• **Written problem 1**: Reproduce everything in the court memorandum below, from "United States Court" down to "or collateral estoppel.".
• **Written problem 2**: According to the court memorandum below, on what date was the case decided?

96 F3d 1451 Sarausad v. University of Washington

96 F.3d 1451

Rosa SARAUSAD, Plaintiff-Appellant,
v.
UNIVERSITY OF WASHINGTON, Defendant-Appellee.

No. 95-35930.

United States Court of Appeals, Ninth Circuit.

Argued and Submitted Aug. 9, 1996.
Decided Sep. 10, 1996.

NOTICE: Ninth Circuit Rule 36-3 provides that dispositions other than opinions or orders designated for publication are not precedential and should not be cited except when relevant under the doctrines of law of the case, res judicata, or collateral estoppel.

Before: ALARCON, NORRIS, and KLEINFELD, Circuit Judges.

1

MEMORANDUM*

2

We affirm the summary judgment in favor of the University on the ground that appellant Sarausad's action is precluded by prior state court litigation.

3

We review de novo the district court's determination that claim and issue preclusion are available. Guild Wineries and Distilleries v. Whitehall Co., Ltd., 853 F.2d 755, 758 (9th Cir.1988). If we determine that issue preclusion is available, we review under an abuse of discretion standard the district court's decision to accord issue preclusive effect to the relevant decision. Plaine v. B.C. McCabe, 797 F.2d 713, 718 (9th Cir.1986).

• **Data extract**:
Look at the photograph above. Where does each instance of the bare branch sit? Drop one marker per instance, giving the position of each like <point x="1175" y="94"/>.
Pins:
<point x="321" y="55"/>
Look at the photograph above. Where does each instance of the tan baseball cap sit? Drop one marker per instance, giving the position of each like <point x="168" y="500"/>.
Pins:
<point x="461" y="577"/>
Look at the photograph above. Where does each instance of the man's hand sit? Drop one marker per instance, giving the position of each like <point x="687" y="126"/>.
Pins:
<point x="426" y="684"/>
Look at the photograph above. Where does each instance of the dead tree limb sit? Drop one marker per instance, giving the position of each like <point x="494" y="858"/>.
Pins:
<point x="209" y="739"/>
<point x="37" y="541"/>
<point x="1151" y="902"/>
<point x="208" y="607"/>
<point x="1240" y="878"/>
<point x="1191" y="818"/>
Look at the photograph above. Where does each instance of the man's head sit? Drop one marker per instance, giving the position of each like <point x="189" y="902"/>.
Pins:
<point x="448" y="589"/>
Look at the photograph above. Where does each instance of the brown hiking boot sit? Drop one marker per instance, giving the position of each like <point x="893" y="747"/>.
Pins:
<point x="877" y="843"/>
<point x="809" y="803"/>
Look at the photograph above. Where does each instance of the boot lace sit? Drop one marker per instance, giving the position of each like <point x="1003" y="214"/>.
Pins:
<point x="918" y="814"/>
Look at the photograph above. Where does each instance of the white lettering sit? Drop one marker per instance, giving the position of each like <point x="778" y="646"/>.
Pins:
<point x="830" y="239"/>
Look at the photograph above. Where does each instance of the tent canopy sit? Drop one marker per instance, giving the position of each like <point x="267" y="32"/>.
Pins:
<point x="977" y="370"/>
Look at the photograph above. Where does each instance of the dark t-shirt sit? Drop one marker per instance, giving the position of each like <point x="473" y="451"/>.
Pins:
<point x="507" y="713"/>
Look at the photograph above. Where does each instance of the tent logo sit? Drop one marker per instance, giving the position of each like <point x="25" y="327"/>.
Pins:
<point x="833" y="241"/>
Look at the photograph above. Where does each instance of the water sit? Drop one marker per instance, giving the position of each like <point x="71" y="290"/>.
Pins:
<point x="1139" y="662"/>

• **Exercise result 1**:
United States Court of Appeals, Ninth Circuit.

Argued and Submitted Aug. 9, 1996.
Decided Sep. 10, 1996.

NOTICE: Ninth Circuit Rule 36-3 provides that dispositions other than opinions or orders designated for publication are not precedential and should not be cited except when relevant under the doctrines of law of the case, res judicata, or collateral estoppel.

• **Exercise result 2**: Sep. 10, 1996.